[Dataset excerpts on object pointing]
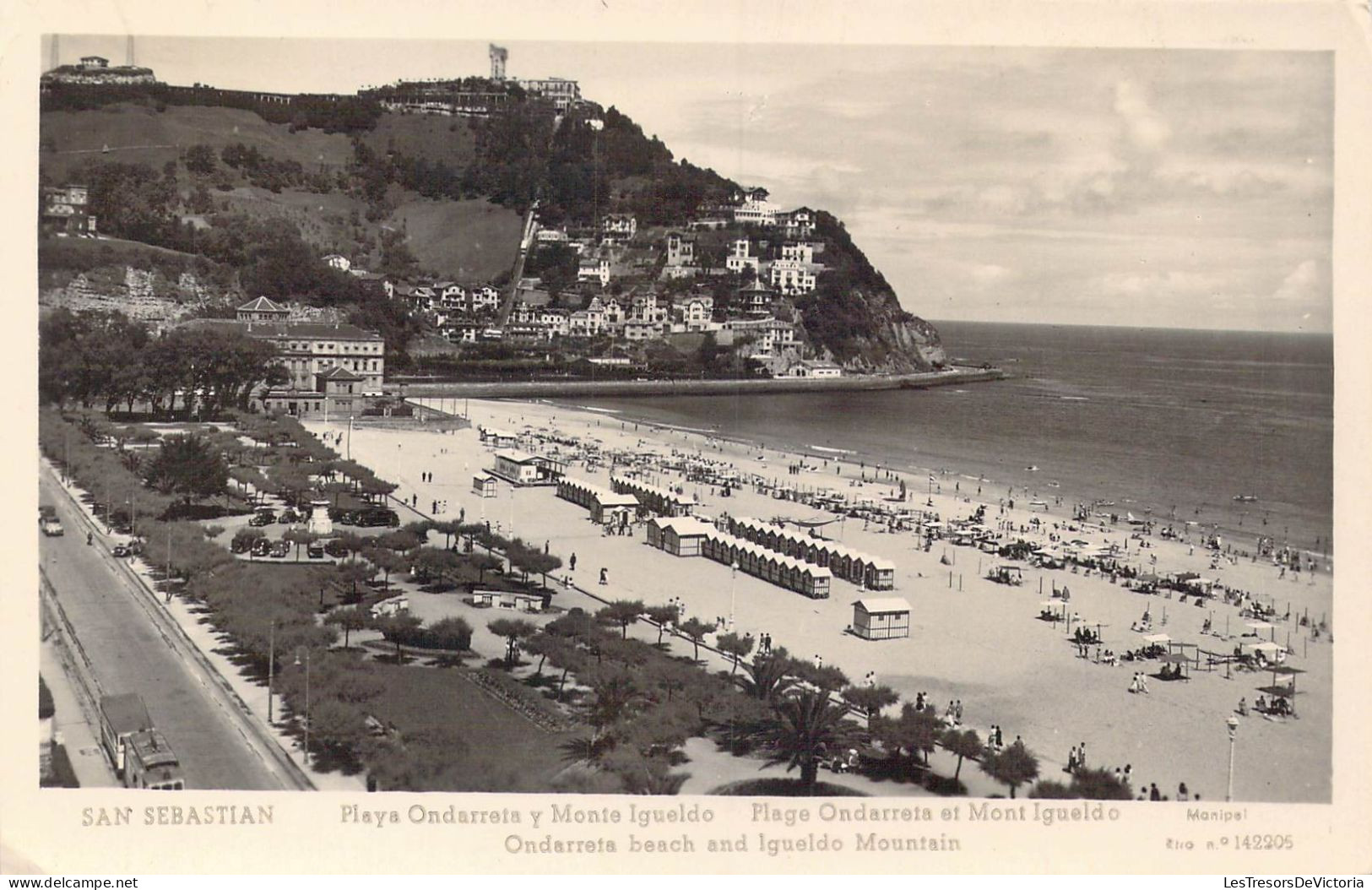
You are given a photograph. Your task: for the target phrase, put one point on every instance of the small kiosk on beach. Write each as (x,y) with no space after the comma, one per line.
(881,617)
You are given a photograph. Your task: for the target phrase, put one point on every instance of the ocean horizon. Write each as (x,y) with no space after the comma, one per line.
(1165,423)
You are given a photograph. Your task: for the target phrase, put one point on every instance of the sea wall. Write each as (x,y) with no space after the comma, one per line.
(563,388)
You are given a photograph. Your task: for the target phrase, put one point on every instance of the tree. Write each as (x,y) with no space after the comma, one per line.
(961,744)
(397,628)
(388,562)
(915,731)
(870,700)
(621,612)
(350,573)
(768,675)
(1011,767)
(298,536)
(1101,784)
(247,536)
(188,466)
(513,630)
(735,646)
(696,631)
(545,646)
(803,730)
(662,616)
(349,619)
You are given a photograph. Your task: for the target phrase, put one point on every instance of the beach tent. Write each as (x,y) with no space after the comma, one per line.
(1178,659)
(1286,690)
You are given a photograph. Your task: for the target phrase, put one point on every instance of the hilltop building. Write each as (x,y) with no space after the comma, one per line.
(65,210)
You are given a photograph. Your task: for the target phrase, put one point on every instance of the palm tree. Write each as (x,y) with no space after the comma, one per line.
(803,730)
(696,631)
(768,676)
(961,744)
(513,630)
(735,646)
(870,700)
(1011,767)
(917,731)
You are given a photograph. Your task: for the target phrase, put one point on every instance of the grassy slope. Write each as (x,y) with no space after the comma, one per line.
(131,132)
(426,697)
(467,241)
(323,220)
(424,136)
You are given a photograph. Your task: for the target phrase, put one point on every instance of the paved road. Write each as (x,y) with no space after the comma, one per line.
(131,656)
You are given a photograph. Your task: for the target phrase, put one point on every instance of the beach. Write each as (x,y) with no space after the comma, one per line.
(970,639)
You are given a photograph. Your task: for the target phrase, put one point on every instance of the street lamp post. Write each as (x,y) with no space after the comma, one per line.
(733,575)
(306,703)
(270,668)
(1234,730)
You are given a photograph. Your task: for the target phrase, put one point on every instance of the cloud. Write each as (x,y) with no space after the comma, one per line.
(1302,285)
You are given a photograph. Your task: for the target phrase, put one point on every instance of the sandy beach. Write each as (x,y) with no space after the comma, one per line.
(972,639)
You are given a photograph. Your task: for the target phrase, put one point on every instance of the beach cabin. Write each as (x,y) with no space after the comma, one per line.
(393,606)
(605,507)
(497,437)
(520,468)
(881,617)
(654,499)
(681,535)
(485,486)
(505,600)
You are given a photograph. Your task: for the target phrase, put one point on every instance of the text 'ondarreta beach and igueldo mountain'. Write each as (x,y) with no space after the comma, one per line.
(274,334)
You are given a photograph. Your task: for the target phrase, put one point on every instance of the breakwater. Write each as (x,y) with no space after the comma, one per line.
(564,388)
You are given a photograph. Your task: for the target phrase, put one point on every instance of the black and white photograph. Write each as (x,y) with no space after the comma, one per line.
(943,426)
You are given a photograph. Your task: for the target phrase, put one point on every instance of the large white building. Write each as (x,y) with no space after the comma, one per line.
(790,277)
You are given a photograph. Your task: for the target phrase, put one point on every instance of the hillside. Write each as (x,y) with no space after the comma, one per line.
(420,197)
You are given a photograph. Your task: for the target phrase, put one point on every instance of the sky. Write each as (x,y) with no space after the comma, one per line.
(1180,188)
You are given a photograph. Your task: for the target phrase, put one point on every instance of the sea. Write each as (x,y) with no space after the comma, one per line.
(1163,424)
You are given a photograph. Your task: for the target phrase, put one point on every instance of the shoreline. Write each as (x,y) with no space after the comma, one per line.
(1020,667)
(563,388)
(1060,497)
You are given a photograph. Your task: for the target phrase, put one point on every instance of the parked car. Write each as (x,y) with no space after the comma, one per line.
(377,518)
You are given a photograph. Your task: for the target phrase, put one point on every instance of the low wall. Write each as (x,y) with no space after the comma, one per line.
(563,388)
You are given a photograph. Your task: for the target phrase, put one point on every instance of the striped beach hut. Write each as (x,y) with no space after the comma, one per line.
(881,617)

Task prompt
Format all of the records above as a two-column CSV with the columns "text" and "answer". Give one row for each text and its answer, put each value in a single quoted field with its line breaks replaced by spaces, and leave out the pictures.

Complete answer
text,answer
"You are given a photograph. Your task: for the target phrase, put one point on every instance of the small kiosk on beach. Write each as (x,y) with no space after the comma, one per line.","(881,617)"
"You are given a photograph. Your task: for the target phrase, put one point on every instance of the ocean horizon. Write each as (x,y) with no space after the comma, one per line.","(1165,423)"
"You are given a photograph. Your task: for the target phrase, put one point on every instance of the sea wall. Write each as (x,y) with no space after the comma, one per line.","(563,388)"
"You are given a photograph. Your task: for the target phrase, put one point on every instance of the tree. Write each as (x,y) with no space after the comma, one per line.","(961,744) (397,628) (388,562) (915,731) (870,700) (621,612) (350,573) (768,675) (1011,767) (298,536) (1101,784) (247,536) (188,466) (513,630) (735,646) (696,631) (545,646) (803,730) (662,616) (349,619)"
"You are given a photograph. Your task: for the target phrase, put one point on every instance of the beach tent. Write each as (x,y) with no space after the comma, one per line.","(1178,659) (1286,690)"
"You are given a photograph. Your task: for the target phrase, put one point on every instance of the hilltop building. Write each as (x,y) with no space after the comma, one per line.","(65,210)"
"You are given a photograph. Your task: for the target phrase, put one point on every instance of the palm tree. Write each as (x,y) with no space after the comma, one per line.","(803,730) (696,631) (768,676) (961,744) (513,630) (735,646) (870,700) (1011,767) (917,731)"
"You are given a photograph. Your task: for the target phrase, put one point on every instance of the grassy slope. Write each as (x,y) with no space after the comma, one per line.","(131,132) (426,697) (467,241) (323,220) (424,136)"
"You are given a photograph. Your task: for the target phrase, put one point on every instance of the paved road. Write each as (x,y) with no space after the comma, one per line.","(131,656)"
"You are given a photograph. Your task: for the target phrase, put one point on every instance of the beach. Write each as (x,y) with no space after the comma, one per line.","(970,639)"
"You are given a photograph. Your task: for the target phrase, put one point on every instance of the street lamp post. Write each as (x,y) with no space after the comma, one per line.","(733,575) (306,703) (270,668) (1234,730)"
"You are given a photograph. Your task: for the target phrase, put one point on every instance of the cloud. Write each as (x,y) with no space after the comma, one per line.","(1302,285)"
"You are given a photograph. Your task: for the target phrase, put one point on every instance of the sandy beach. Write each as (x,y) with no space after the comma, one per line.","(972,639)"
"You are given a photograph. Your task: for the target phrase, put one point on every instance of the beach cabin. Write each as (x,y) with no space after the comma, one per line.","(393,606) (605,507) (497,437) (520,468) (881,617) (654,499) (681,535) (485,486) (505,600)"
"You are given a photograph. Your task: for the target phrase, put one point on every instance of the text 'ondarreta beach and igueldo mountain'. Write each as (x,y) with no space after the comma, one per line.","(274,334)"
"You are given a photograph. Your task: for the target phrase, put one point on every instance of the breakwater. Write each as (x,y) with no space after the comma, one per line.","(564,388)"
"You are given a photograph. Your task: for the target phrase, put one point on every instance of the black and white photograph. Write each as (x,y) with no space after the comma, one per line.","(943,426)"
"You are given a photograph. Your task: for the target phrase, put one point on every instance of the large white building. Write each as (x,y) with no space after the comma, one per line.","(790,277)"
"You are given a photograph. Your task: for the target phrase, put one point on every instance of the hillside. Write each as (x,y) with no space after the comma, one per line.","(420,197)"
"You are given a photograph. Your task: for the target phrase, put one point on every instance of the sky. Write each as (x,y) with no space after the comma, one per line.","(1180,188)"
"You are given a photograph. Your task: for the target phrase, put one point on every instance of the sea. Write each as (x,y) with no space after the comma, one per line.","(1163,424)"
"You are given a photograph. Your task: for the target phrase, put one point on every instance of the shoreline. Write each as (x,y) with no space after the comma, one per line.","(1020,667) (563,388) (1060,497)"
"You are given a photograph. Your task: for the target phrase, put one point on every instance of the parked car. Write each as (x,y) with no space after the comma, one per line.","(377,518)"
"You are given a photograph. Your task: for the target phrase, put one point on every instance of the low wall. Write each as (x,y) with no space after the comma, one per line.","(563,388)"
"You are given a photograph. Your task: for the target phrase, put one point on every instance of the striped beach hut. Write each as (x,y) with no space after the comma, one per line.","(881,617)"